- [Records for this exercise]
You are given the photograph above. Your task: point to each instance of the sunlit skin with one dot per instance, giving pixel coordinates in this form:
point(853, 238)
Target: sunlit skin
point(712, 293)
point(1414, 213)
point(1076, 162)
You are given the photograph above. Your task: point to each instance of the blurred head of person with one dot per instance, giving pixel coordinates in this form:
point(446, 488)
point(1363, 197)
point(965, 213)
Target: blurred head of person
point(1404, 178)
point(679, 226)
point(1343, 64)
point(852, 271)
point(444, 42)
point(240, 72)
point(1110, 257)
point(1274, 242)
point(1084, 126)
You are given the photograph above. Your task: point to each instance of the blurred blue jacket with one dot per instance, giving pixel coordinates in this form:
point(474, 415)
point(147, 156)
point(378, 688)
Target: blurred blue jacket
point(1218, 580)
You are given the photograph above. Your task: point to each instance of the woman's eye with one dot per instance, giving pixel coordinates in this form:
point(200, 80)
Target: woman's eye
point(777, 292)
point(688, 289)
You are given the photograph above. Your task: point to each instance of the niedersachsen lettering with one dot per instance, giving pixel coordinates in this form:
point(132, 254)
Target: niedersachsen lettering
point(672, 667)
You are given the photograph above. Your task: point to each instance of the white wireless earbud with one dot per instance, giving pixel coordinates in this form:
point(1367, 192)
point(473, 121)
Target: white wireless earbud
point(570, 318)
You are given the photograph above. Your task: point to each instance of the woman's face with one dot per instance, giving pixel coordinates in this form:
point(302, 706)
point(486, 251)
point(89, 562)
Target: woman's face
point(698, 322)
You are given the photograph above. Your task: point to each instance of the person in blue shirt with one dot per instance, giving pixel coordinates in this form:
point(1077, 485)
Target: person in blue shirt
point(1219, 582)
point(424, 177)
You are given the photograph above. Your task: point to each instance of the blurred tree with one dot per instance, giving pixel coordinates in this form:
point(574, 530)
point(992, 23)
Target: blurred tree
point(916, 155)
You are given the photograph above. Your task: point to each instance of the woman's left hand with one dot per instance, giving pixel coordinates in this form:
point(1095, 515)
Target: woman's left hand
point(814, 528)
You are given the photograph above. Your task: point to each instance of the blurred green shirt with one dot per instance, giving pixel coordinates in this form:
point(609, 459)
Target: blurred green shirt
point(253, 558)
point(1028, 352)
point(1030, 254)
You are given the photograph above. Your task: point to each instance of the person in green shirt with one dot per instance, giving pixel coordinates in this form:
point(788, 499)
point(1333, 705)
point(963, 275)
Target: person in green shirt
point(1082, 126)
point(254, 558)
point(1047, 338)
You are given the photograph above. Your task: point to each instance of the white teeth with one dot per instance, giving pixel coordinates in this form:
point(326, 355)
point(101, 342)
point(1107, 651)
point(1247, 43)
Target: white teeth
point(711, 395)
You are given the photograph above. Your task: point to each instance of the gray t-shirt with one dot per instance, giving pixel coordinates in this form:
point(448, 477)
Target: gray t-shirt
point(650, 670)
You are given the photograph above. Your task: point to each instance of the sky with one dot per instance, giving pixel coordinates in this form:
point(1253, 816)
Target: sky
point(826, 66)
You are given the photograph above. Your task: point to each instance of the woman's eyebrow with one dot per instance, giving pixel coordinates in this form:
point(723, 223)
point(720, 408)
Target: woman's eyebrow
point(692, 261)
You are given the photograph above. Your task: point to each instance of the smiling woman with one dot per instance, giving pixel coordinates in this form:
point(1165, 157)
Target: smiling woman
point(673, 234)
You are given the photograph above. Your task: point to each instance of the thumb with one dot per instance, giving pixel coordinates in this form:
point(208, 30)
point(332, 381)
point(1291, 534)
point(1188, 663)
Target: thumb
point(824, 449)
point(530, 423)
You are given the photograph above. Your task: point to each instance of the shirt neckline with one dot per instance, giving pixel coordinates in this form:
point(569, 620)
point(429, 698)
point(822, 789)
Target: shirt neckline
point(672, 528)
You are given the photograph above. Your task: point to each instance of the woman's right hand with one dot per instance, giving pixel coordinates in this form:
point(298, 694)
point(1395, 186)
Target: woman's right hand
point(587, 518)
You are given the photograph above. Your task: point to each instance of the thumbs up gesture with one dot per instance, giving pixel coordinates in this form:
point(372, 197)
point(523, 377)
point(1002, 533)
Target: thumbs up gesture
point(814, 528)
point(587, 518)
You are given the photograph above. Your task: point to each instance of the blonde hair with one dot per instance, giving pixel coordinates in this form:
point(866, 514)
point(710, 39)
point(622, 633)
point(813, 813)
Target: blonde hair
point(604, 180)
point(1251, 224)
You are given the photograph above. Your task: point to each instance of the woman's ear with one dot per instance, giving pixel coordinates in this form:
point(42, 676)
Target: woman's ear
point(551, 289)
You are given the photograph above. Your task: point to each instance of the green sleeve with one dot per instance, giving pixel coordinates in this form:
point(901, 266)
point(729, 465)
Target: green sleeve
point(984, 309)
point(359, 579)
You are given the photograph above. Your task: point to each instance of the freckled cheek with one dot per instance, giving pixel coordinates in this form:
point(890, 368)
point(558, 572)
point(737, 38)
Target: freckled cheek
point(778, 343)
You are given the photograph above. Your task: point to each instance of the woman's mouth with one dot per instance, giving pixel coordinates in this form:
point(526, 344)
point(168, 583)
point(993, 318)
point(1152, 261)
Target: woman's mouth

- [Try it]
Extract every entry above as it appears.

- [Response to this exercise]
You are given the photograph above. Your task: point to each instance of the sunlit skin with one dot per instance, giving pixel coordinates in this form:
point(853, 238)
Target: sunlit skin
point(712, 293)
point(1414, 213)
point(1076, 162)
You are given the photograph above. Your task: point to each instance of the blurred head of person with one dot per instance, giving pixel coordinates in this form:
point(446, 488)
point(1363, 197)
point(965, 213)
Target: blurred head of person
point(1404, 178)
point(679, 226)
point(1343, 64)
point(852, 271)
point(444, 42)
point(240, 72)
point(1110, 257)
point(1274, 242)
point(1084, 126)
You are given the photograph above. Your task: point to each instance of the blurred blue jacket with one dot per instance, giving pixel coordinates in this form:
point(474, 415)
point(147, 156)
point(378, 688)
Target: blurred blue jacket
point(1218, 580)
You are given the photograph above. Your task: point to each instance of the woman's eye with one dot per instance, giving pixel coordinates in this form:
point(200, 80)
Target: woman's eye
point(777, 292)
point(688, 289)
You are given the photograph above. Your task: point to each instance of the niedersachsen lettering with one dot per instance, giving pixel coordinates in this form:
point(132, 254)
Target: niedersachsen lettering
point(672, 667)
You are given the photograph above. Your task: point to each instance of the white wireless earbud with one dot per instance, giving pixel coordinates in this form:
point(1367, 192)
point(473, 121)
Target: white wireless earbud
point(570, 318)
You are given the photograph above. Your task: point to each instance of the woman's face with one dot per instance, giving pixel coordinates in this form:
point(302, 706)
point(486, 251)
point(89, 562)
Target: woman's face
point(698, 322)
You are given the photograph above. Your task: point to each instance of the person in blue shirt with one dot per instance, giving pixel coordinates in this form:
point(1077, 485)
Target: person in blue shirt
point(1219, 582)
point(424, 177)
You are given the photograph above. Your task: point to each instance of the blurred tree with one dot per instance, giving pixel coordinates in this form:
point(574, 530)
point(992, 23)
Target: blurred tree
point(916, 155)
You are given the photograph above. Your task: point to each instance of the woman's left hand with one dot per instance, giving pixel coordinates in this form:
point(1095, 515)
Target: woman's left hand
point(814, 528)
You are given the photograph above. Your task: point to each instance of the blurred green shirt with one dot per instance, giving pixel coordinates in this form:
point(609, 459)
Target: blurred green shirt
point(253, 558)
point(1028, 352)
point(1030, 254)
You are given the photograph above. Your task: point to each instance of the person in green shirt with one dot per instance, giving pixel coordinates in this form:
point(788, 499)
point(1333, 705)
point(963, 275)
Target: person in green shirt
point(1082, 126)
point(254, 558)
point(1047, 338)
You are given the photograph above. Your task: point to each instance of the white teeth with one dot per instance, giving pixel coordinates in this form:
point(326, 355)
point(101, 342)
point(1107, 651)
point(1247, 43)
Target: white teeth
point(711, 395)
You are given the photograph above. Your task: point to each instance of the gray t-shirt with one dot per instance, giving pixel coordinates in this form:
point(448, 477)
Target: gray t-shirt
point(650, 670)
You are given the photograph above. Your task: point to each instance of the sky with one dot per instance, giving pixel coordinates in this form:
point(1253, 816)
Target: sky
point(826, 66)
You are given the photograph above. Your task: point to each instance of the woman's eyebrow with one dot per instance, giving pixel coordinates in this form:
point(723, 223)
point(720, 408)
Target: woman's eyebrow
point(692, 261)
You are given the photograph above. Your task: point to each instance of the smiling woman with one dot per instance, giving pixel coordinates in this form:
point(1165, 157)
Target: smiling woman
point(673, 234)
You are given the photograph above. Your task: point to each instance of the thumb with one dot per instance, giving pixel coordinates in this form:
point(208, 30)
point(332, 381)
point(1291, 534)
point(1188, 663)
Target: thumb
point(824, 449)
point(530, 423)
You are given the photograph above. Your task: point to each instance of the shirt neckline with one dot per instance, giving pixel coordinates in this form:
point(569, 620)
point(429, 698)
point(822, 789)
Target: shirt neckline
point(672, 528)
You are given the photograph above. Your task: point to each instance of the woman's right hand with one dot per instance, giving pixel coordinates in this form:
point(298, 694)
point(1395, 186)
Target: woman's right hand
point(587, 518)
You are given the photograph above. Your task: point to each instance of the thumbs up gesture with one dot per instance, giving pixel coordinates in this form:
point(372, 197)
point(523, 377)
point(1002, 533)
Target: thumbs up gesture
point(814, 528)
point(587, 518)
You are given the photograph above. Your task: point to each instance of the blonde hair with one dot per instance, giving pixel coordinates in this form:
point(866, 514)
point(710, 39)
point(622, 633)
point(813, 813)
Target: blonde hair
point(604, 180)
point(1251, 224)
You are given the photograph above. Your task: point to each instance of the woman's ear with one dot per instance, giving pixel coordinates in this form:
point(42, 676)
Target: woman's ear
point(551, 289)
You are given the photograph above. Your task: point to each instance of the green sleeve with one dot per instance, giving pixel coordinates in this form:
point(901, 266)
point(729, 465)
Target: green sleeve
point(984, 309)
point(359, 579)
You are given the photograph above. Your task: point to each instance of the freckled cheek with one dot per instance, giving pixel coordinates in this form:
point(890, 368)
point(558, 572)
point(737, 38)
Target: freckled cheek
point(778, 343)
You are given the photograph above. Your task: point to each instance of the woman's mouth with one dot per instance, giving pixel coordinates in this form:
point(526, 344)
point(168, 583)
point(993, 318)
point(1152, 261)
Target: woman's mouth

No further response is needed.